*Prompt:*
In the page on metrics and estimates, how is the median computed when a list has an even number of values?

*Page extract:*
START
Metrics and estimates
Jul 31, 2018 18:47 · 583 words · 3 minute read
Mean
Most basic estimate for location. As simple as possible it is just and average value from a list of values described with equation:
$$ \frac{\sum\limits_{i=1}^n x_i}{n} $$
Trimmed Mean
It is a small variation of mean. Fist Values are sorted, then some number of values are dropped from collection beginning and end. After that normal average value is computed. It is Very useful when we want to eliminate the influence of extreme values in data set.
Weighted Mean
It is calculated by multiplying every value by its weight and dividing their sum by the sum of weights. See the formula:
$$ \frac{\sum\limits_{i=1}^n w_ix_i}{\sum w_i} $$
It is very useful when you want to distinct that some values are more important than others.
When data set has data that represents some different groups and measuring them equally would not reflect real world example.
Median
Basically it is a middle value on a sorted list of values. If there is an even number of values then median is computed from average of two middle values.
Weighted Median
It is computed that there is a half weights above and below median value. First data needs to be sorted then instead of picking middle value we pick such a value that half of the weights are above this value and other half is below.
END
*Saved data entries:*
START
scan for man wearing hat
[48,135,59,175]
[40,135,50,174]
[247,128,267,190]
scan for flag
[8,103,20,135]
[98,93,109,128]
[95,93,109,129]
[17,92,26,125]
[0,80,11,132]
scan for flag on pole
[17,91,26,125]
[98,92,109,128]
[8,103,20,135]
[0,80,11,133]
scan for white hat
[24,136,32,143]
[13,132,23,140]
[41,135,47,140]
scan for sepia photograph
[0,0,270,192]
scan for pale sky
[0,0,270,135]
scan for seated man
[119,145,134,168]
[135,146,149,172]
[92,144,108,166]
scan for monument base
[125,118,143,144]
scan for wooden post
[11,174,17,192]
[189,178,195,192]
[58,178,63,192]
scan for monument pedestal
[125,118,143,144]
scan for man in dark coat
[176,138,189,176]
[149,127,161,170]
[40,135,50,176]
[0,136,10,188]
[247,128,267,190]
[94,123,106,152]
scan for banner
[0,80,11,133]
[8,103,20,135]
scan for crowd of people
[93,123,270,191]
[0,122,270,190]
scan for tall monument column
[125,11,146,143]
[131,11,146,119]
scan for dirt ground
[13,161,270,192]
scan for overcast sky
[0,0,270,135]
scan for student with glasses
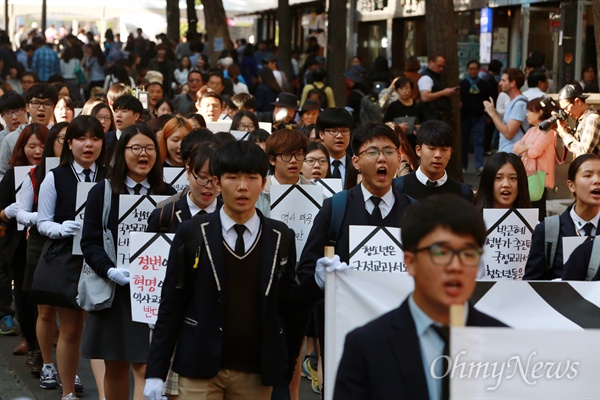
[0,83,58,179]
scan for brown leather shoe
[13,338,29,356]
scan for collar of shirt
[416,167,448,186]
[125,176,150,194]
[569,205,600,236]
[186,194,217,217]
[219,207,260,251]
[360,182,396,218]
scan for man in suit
[334,195,504,400]
[317,108,358,190]
[394,120,473,201]
[144,141,320,400]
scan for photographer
[556,84,600,157]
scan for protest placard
[349,225,406,272]
[271,185,323,261]
[163,167,190,192]
[482,208,539,280]
[117,194,169,268]
[129,232,175,324]
[312,178,344,199]
[73,182,96,255]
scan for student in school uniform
[394,120,473,202]
[144,141,319,400]
[81,124,175,400]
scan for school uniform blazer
[146,192,223,233]
[333,299,506,400]
[298,186,410,281]
[146,210,320,386]
[523,205,592,281]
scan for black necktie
[133,183,144,194]
[583,222,594,237]
[331,160,342,179]
[431,324,450,400]
[83,168,92,182]
[233,224,246,257]
[371,196,383,221]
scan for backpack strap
[585,238,600,281]
[327,190,348,247]
[544,215,560,271]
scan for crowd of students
[0,28,600,400]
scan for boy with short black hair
[394,120,473,201]
[144,141,319,400]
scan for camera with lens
[538,97,569,131]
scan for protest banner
[14,165,35,231]
[349,225,406,272]
[270,185,323,261]
[482,208,538,280]
[73,182,96,255]
[450,327,600,399]
[312,178,344,199]
[117,194,169,268]
[129,232,175,324]
[163,167,190,192]
[325,270,600,399]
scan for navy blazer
[333,299,506,400]
[523,205,596,281]
[298,186,410,280]
[146,210,321,386]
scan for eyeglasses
[324,128,350,136]
[275,153,306,162]
[238,124,254,131]
[29,101,54,110]
[358,147,398,158]
[304,157,329,165]
[412,243,483,267]
[1,108,24,119]
[192,172,212,187]
[125,144,156,156]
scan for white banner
[349,225,406,272]
[117,194,169,268]
[325,270,600,399]
[73,182,96,255]
[483,208,539,280]
[129,232,175,324]
[270,185,323,261]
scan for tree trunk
[327,0,346,107]
[167,0,179,42]
[277,0,292,91]
[185,0,198,42]
[425,0,462,180]
[202,0,232,64]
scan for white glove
[4,202,21,219]
[106,267,129,286]
[315,254,352,289]
[60,221,81,237]
[144,378,167,400]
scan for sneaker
[40,365,58,389]
[0,315,19,336]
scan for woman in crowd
[513,98,556,221]
[34,116,106,400]
[302,142,331,179]
[158,117,192,167]
[523,154,600,280]
[81,124,175,400]
[0,124,48,372]
[90,103,115,133]
[231,110,258,132]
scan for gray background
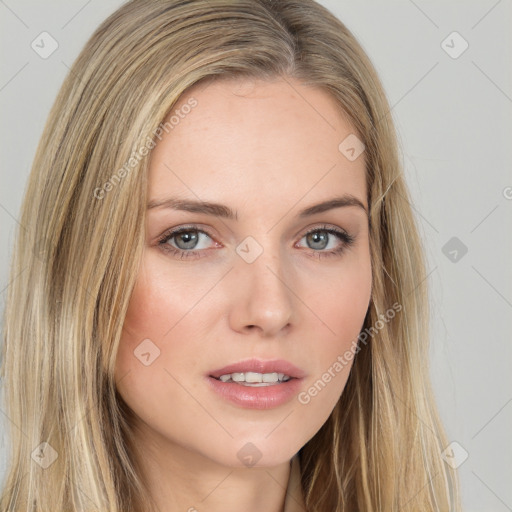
[0,0,512,512]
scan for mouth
[210,372,295,388]
[207,359,306,409]
[209,359,305,387]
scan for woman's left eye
[158,226,355,258]
[301,226,355,257]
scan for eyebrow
[147,194,368,220]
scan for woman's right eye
[158,227,213,258]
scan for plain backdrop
[0,0,512,512]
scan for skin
[116,78,372,512]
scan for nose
[229,246,293,337]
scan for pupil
[176,231,198,249]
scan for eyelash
[158,225,355,259]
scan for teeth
[215,372,291,386]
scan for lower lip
[207,377,302,409]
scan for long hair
[0,0,460,512]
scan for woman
[0,0,459,512]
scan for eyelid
[158,223,356,258]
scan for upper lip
[209,359,306,379]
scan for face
[116,78,371,467]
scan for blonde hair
[0,0,460,512]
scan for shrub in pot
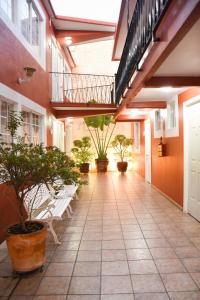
[111,134,133,172]
[72,136,93,173]
[0,112,80,272]
[84,112,115,172]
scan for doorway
[184,96,200,221]
[145,120,151,183]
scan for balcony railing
[51,72,115,104]
[115,0,171,104]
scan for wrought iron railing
[51,72,115,104]
[115,0,171,104]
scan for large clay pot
[95,159,109,173]
[6,221,47,273]
[117,161,128,172]
[80,163,90,174]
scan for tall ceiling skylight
[51,0,121,23]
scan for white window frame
[0,0,46,70]
[165,95,179,137]
[154,109,164,138]
[0,83,47,145]
[133,122,141,153]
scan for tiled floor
[0,173,200,300]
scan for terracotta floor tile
[150,248,177,259]
[45,262,74,276]
[131,274,165,293]
[161,273,198,292]
[135,293,169,300]
[128,260,158,274]
[73,262,101,276]
[69,276,100,295]
[155,258,186,273]
[102,261,129,275]
[101,276,132,294]
[36,277,70,295]
[169,292,200,300]
[67,295,99,300]
[13,276,42,296]
[182,258,200,272]
[126,249,152,260]
[101,294,135,300]
[102,249,127,261]
[102,240,125,250]
[52,250,77,262]
[77,250,101,261]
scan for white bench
[25,184,78,244]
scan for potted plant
[111,134,133,172]
[0,112,79,272]
[84,115,115,172]
[72,136,93,173]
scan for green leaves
[84,115,115,160]
[111,134,133,161]
[71,136,93,165]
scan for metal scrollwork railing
[115,0,171,104]
[51,72,115,104]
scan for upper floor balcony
[115,0,171,104]
[51,72,116,117]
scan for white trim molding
[0,0,46,70]
[183,95,200,213]
[0,82,47,145]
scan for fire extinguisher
[157,136,165,157]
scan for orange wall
[152,88,200,206]
[0,1,70,242]
[132,121,145,177]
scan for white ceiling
[133,88,187,102]
[154,19,200,76]
[52,19,115,32]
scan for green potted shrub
[111,134,133,172]
[0,112,80,272]
[84,115,115,172]
[72,136,93,173]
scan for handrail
[115,0,171,104]
[50,72,115,104]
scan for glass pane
[0,0,13,20]
[31,7,39,46]
[19,0,30,42]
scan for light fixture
[160,86,173,93]
[65,36,72,46]
[17,67,36,84]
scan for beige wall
[72,39,119,75]
[68,118,133,171]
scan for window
[0,0,13,20]
[133,122,140,153]
[22,111,41,145]
[165,96,179,137]
[154,109,163,138]
[0,100,14,143]
[0,0,46,69]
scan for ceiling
[154,19,200,76]
[132,87,187,102]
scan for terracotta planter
[80,163,90,174]
[117,161,128,172]
[6,221,47,273]
[95,159,109,173]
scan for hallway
[0,172,200,300]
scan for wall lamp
[17,67,36,84]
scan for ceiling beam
[53,109,116,119]
[116,0,200,116]
[145,76,200,88]
[126,101,167,108]
[56,30,114,38]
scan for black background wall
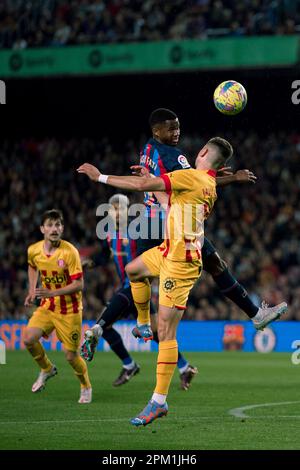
[0,69,300,141]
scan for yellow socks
[70,356,91,388]
[130,279,151,325]
[154,339,178,395]
[26,341,53,372]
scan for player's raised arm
[217,167,257,186]
[77,163,166,191]
[24,264,39,307]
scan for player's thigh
[141,246,163,277]
[159,260,201,311]
[125,256,156,282]
[100,287,135,328]
[157,305,184,341]
[24,307,54,341]
[53,313,82,352]
[203,251,227,276]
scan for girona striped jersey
[159,169,217,262]
[28,240,83,315]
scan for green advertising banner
[0,36,300,78]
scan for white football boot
[78,387,92,403]
[31,365,57,393]
[252,302,287,330]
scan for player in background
[83,108,287,348]
[77,138,264,426]
[24,209,92,403]
[81,194,198,390]
[133,108,287,336]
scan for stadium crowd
[0,0,300,49]
[0,132,300,320]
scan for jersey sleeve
[161,170,194,193]
[27,246,37,269]
[68,247,83,281]
[168,154,191,171]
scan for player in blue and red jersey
[81,194,197,390]
[137,108,287,335]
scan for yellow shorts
[141,246,202,310]
[27,307,82,352]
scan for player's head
[196,137,233,170]
[149,108,180,146]
[108,193,129,227]
[40,209,64,243]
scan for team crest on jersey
[178,155,191,168]
[163,277,176,292]
[70,331,79,343]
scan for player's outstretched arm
[130,165,169,210]
[35,279,83,299]
[77,163,165,191]
[217,167,257,186]
[24,264,39,307]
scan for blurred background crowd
[0,132,300,320]
[0,0,300,49]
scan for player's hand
[35,287,54,299]
[217,166,233,177]
[81,258,95,269]
[130,165,151,178]
[235,170,257,183]
[77,163,101,181]
[24,293,35,307]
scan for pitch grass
[0,351,300,450]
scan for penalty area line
[0,414,300,426]
[228,401,300,418]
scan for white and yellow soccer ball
[214,80,247,116]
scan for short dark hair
[41,209,64,225]
[149,108,177,128]
[207,137,233,161]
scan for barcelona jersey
[28,240,83,315]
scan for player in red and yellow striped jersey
[77,137,232,426]
[24,209,92,403]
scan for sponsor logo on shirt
[178,155,191,168]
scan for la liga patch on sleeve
[178,155,191,168]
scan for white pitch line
[0,414,300,426]
[228,401,300,418]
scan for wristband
[98,175,108,184]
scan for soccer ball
[214,80,247,115]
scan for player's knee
[23,330,36,348]
[65,351,77,365]
[203,252,227,277]
[125,263,136,281]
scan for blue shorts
[201,237,217,264]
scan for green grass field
[0,351,300,450]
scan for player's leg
[131,305,183,426]
[24,308,57,393]
[65,349,92,404]
[150,314,198,391]
[52,313,92,403]
[202,238,287,330]
[102,327,140,387]
[131,260,200,426]
[81,287,133,361]
[125,247,162,341]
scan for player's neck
[195,161,217,171]
[44,240,60,255]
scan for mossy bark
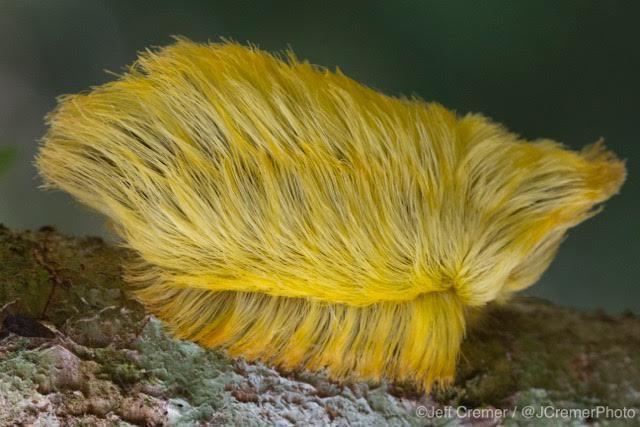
[0,227,640,425]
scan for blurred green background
[0,0,640,313]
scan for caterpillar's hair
[37,40,625,388]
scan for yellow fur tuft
[37,40,625,388]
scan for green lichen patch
[0,228,640,426]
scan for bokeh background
END
*Task answer:*
It is computed as the average of the two middle values.